## PROBLEM TO SOLVE
Extend the text on the Windows 98 file system, picking up after its final sentence about FAT32 cluster sizes.

## GIVEN TEXT
__________________________________________________
The 32-bit, protected-mode file system in Windows 98 allows optimal access to hard disks, CD-ROM drives, and network resources. The file system support means faster, better performance for all file I/O operations than was previously available.
You can use long file names and directory names in Windows 98 and in any applications that support long file names. The eight-character limit on file names that was imposed by the file system under MS-DOS no longer holds.
The file system in Windows 98 permits exclusive access to a disk device for file system utilities. For example, ScanDisk, a file system utility, requires exclusive access to the file system to ensure data integrity in a multitasking environment. Otherwise, if a file on the disk were to be saved while the utility was writing information to the disk at the same time, data corruption could occur.
The file system also detects when Windows 98 shuts down improperly. If Windows 98 is shut down without going through the standard shutdown sequence, real mode Scandisk will be executed at the next startup. The purpose of running Scandisk is to correct potential errors in the file allocation table (FAT) before continuing the boot process. In the event that a Disk read/write error is encountered during normal Windows 98 operation, a flag will also be set to run real mode Scandisk with Surface Scan.
Exclusive disk access means you can now run disk management and optimization utilities without quitting Windows. You can even complete tasks, such as disk defragmentation, without stopping work in other applications. The exclusive access support is used by the disk utilities provided with Windows 98 and can be used in Windows-based disk management utilities from any vendors that take advantage of the related application programming interface (API) in their utilities.
File allocation table (FAT) refers to a disk format, which is a way of organizing the storage space on a hard disk. The table organizes information about the files on the hard disk, representing each one as a chain of numbers that identifies where each part of a file is located. The FAT itself is similar to a table of contents in a book—the operating system uses it to look up a file and find which clusters that file is written to on the hard disk.
FAT is probably the most widely recognized disk format, being read by most operating systems. Microsoft originally devised FAT to manage files on floppy disks, and adapted it as a standard for file and disk management in MS-DOS. A 12-bit FAT was first used for managing floppy disks and logical drives smaller than 16 MB. MS-DOS version 3.0 introduced the 16-bit FAT for larger drives.
FAT32 goes beyond the capabilities of FAT16. The most prominent feature is that it supports drives of up to 2 terabytes in size. In addition, FAT32 decreases the cluster size on large drives, thus reducing the amount of unused space. For example, with FAT16, a 2 GB drive has a 32 KB cluster size. The same drive under FAT32 has 4 KB clusters.
__________________________________________________
## RECORDED INFORMATION
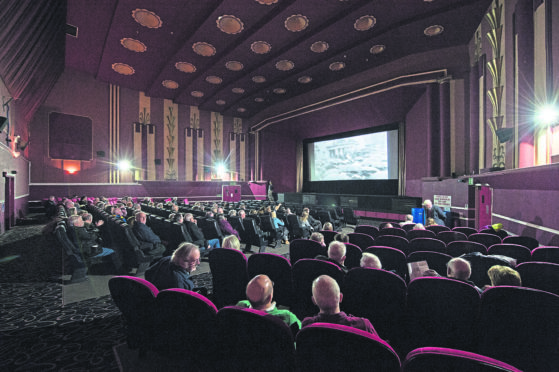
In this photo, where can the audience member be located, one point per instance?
(327, 296)
(232, 242)
(370, 260)
(336, 255)
(434, 212)
(174, 271)
(260, 294)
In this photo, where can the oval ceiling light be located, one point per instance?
(234, 65)
(296, 23)
(377, 49)
(364, 23)
(285, 65)
(133, 45)
(203, 49)
(170, 84)
(433, 30)
(230, 24)
(259, 79)
(260, 47)
(214, 80)
(147, 18)
(123, 68)
(185, 67)
(337, 66)
(320, 46)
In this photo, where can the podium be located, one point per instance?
(231, 193)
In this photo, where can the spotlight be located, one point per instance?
(124, 165)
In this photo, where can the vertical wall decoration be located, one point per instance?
(495, 94)
(216, 137)
(194, 147)
(114, 125)
(170, 131)
(144, 142)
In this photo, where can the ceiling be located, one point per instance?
(239, 57)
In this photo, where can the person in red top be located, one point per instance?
(327, 296)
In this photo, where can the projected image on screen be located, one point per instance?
(370, 156)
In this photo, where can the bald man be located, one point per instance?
(327, 296)
(260, 294)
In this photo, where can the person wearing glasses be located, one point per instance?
(174, 271)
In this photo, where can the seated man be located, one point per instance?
(326, 295)
(260, 293)
(336, 255)
(151, 243)
(370, 260)
(198, 236)
(174, 271)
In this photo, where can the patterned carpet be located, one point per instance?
(37, 331)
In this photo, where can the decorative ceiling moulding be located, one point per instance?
(230, 24)
(133, 45)
(285, 65)
(422, 78)
(364, 23)
(259, 79)
(296, 23)
(377, 49)
(123, 68)
(234, 65)
(260, 47)
(185, 67)
(214, 80)
(204, 49)
(147, 18)
(170, 84)
(320, 46)
(433, 30)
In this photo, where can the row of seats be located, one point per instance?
(516, 327)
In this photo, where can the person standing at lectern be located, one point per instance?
(432, 211)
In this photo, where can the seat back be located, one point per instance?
(426, 244)
(527, 241)
(367, 229)
(540, 275)
(441, 312)
(135, 298)
(305, 248)
(445, 359)
(393, 241)
(414, 234)
(229, 276)
(460, 247)
(519, 252)
(379, 296)
(278, 270)
(304, 272)
(319, 345)
(546, 254)
(451, 236)
(251, 340)
(363, 241)
(436, 260)
(173, 325)
(353, 256)
(520, 326)
(486, 239)
(391, 259)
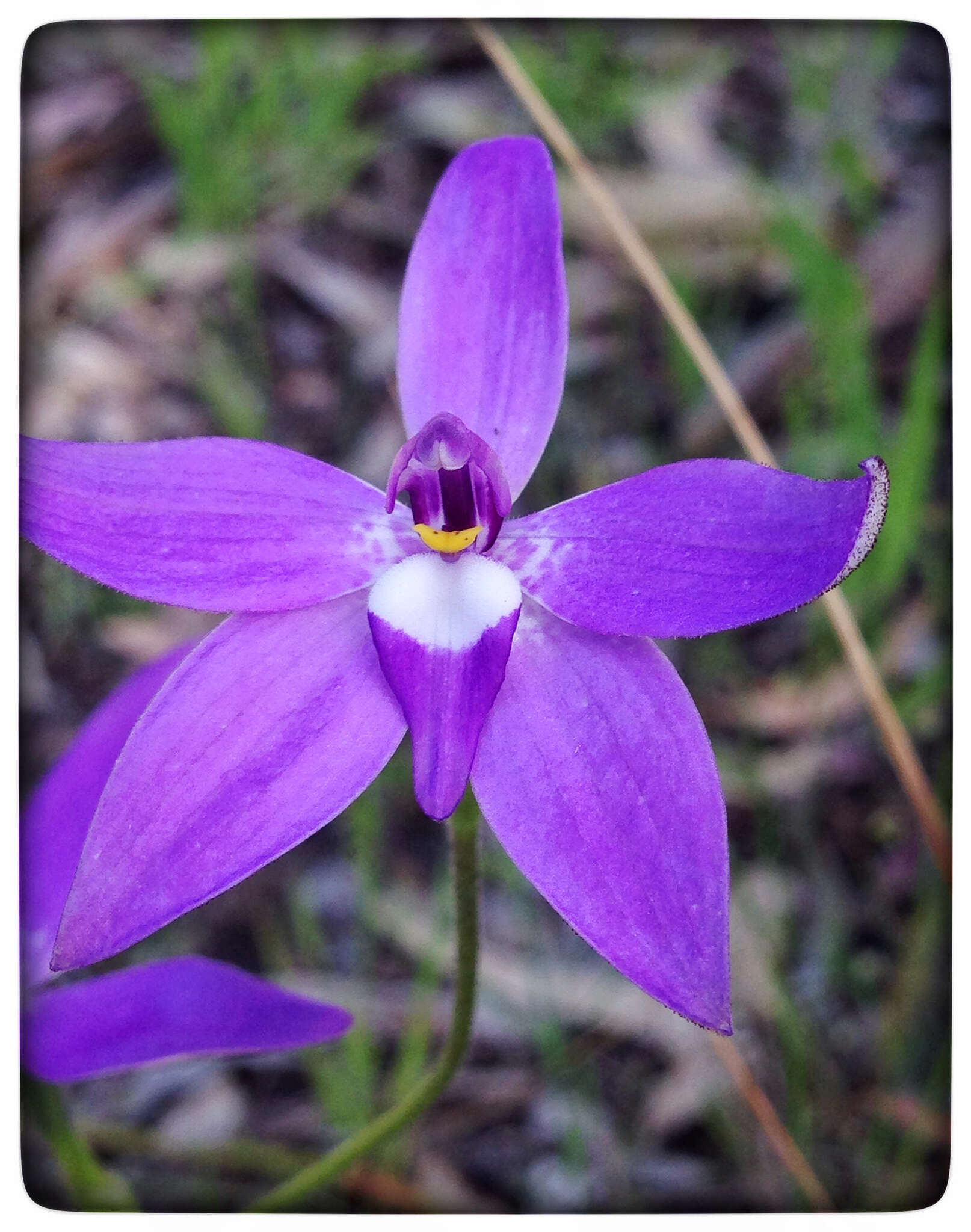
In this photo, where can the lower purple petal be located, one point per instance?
(56, 819)
(269, 730)
(695, 547)
(597, 775)
(443, 631)
(161, 1011)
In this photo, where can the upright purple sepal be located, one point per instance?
(214, 524)
(56, 819)
(161, 1011)
(695, 547)
(268, 731)
(597, 777)
(482, 329)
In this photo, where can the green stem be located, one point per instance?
(464, 827)
(91, 1187)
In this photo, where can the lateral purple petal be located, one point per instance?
(597, 777)
(56, 819)
(214, 524)
(161, 1011)
(268, 731)
(695, 547)
(482, 330)
(443, 631)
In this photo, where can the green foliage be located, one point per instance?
(584, 73)
(269, 119)
(911, 456)
(345, 1079)
(833, 304)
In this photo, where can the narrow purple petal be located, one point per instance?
(443, 630)
(269, 730)
(161, 1011)
(695, 547)
(56, 819)
(597, 777)
(482, 330)
(214, 524)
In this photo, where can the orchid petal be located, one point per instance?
(597, 777)
(443, 631)
(159, 1011)
(212, 524)
(695, 547)
(268, 731)
(482, 329)
(56, 819)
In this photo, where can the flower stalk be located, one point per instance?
(464, 831)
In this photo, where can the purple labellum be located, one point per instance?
(516, 651)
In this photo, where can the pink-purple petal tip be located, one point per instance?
(597, 775)
(695, 547)
(161, 1011)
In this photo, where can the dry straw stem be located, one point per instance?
(896, 739)
(781, 1142)
(895, 736)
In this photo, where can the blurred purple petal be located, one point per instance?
(443, 631)
(56, 819)
(483, 318)
(695, 547)
(597, 777)
(159, 1011)
(269, 730)
(214, 524)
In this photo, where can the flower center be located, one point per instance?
(455, 483)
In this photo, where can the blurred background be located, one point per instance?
(216, 222)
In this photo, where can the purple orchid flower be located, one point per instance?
(517, 652)
(147, 1013)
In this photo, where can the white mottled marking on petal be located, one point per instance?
(873, 518)
(445, 604)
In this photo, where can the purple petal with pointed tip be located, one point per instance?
(56, 819)
(482, 329)
(214, 524)
(597, 777)
(159, 1011)
(443, 631)
(695, 547)
(269, 730)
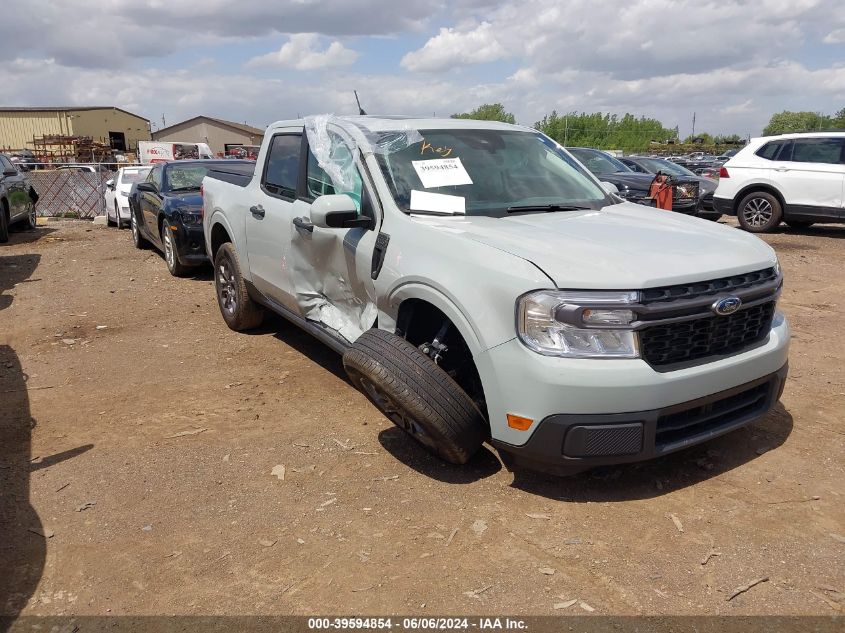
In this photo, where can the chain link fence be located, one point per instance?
__________________________________________________
## RESULT OF THE TASK
To maintain the greatest possible compatibility with existing programs, networks, and device drivers, FAT32 was implemented with as little change as possible to existing architecture, internal data structures APIs, and on-disk format for Windows 98.
However, because 4 bytes are now required to store cluster values, many internal and on-disk data structures and published APIs have been revised or expanded. In some cases, existing APIs have been prevented from working on FAT32 drives to prevent legacy disk utilities that use them from damaging the FAT32 drives. Most programs will be unaffected by these changes. Existing tools and drivers should continue to work on FAT32 drives. However, MS-DOS block device drivers (for example, Aspidisk.sys) and disk tools must be revised to support FAT32 drives.
All of Microsoft’s bundled disk tools (Format, FDISK, Defrag, and MS-DOS-based and Windows-based ScanDisk) have been revised to work with FAT32. In addition, Microsoft is working with leading device driver and disk tool vendors to support them in revising their products to support FAT32.
Note
A FAT32 volume cannot be compressed using Microsoft DriveSpace 3.
FAT16 is still available because of its widespread compatibility with all other non-Microsoft operating systems. The major benefits of FAT32 are that it is more efficient than a 16-bit FAT on larger disks (sometimes by as much as 20–30 percent), and that it can support disk drives larger than 2 GB without having to use multiple partitions.
Note
In real-mode MS-DOS or when running Windows 98 in safe mode, FAT32 is considerably slower than FAT16. If you need to run applications in MS-DOS mode, loading Smartdrv.exe in Autoexec.bat or your MS-DOS PIF file will be beneficial.
Some older applications that were written to FAT16 specifications may be unable to display free or total disk space over 2 GB correctly. Windows 98 provides new MS-DOS and Win32 APIs that applications can use to determine free or total disk space over 2 GB.
Table 10.1 shows a comparison of FAT16 and FAT32.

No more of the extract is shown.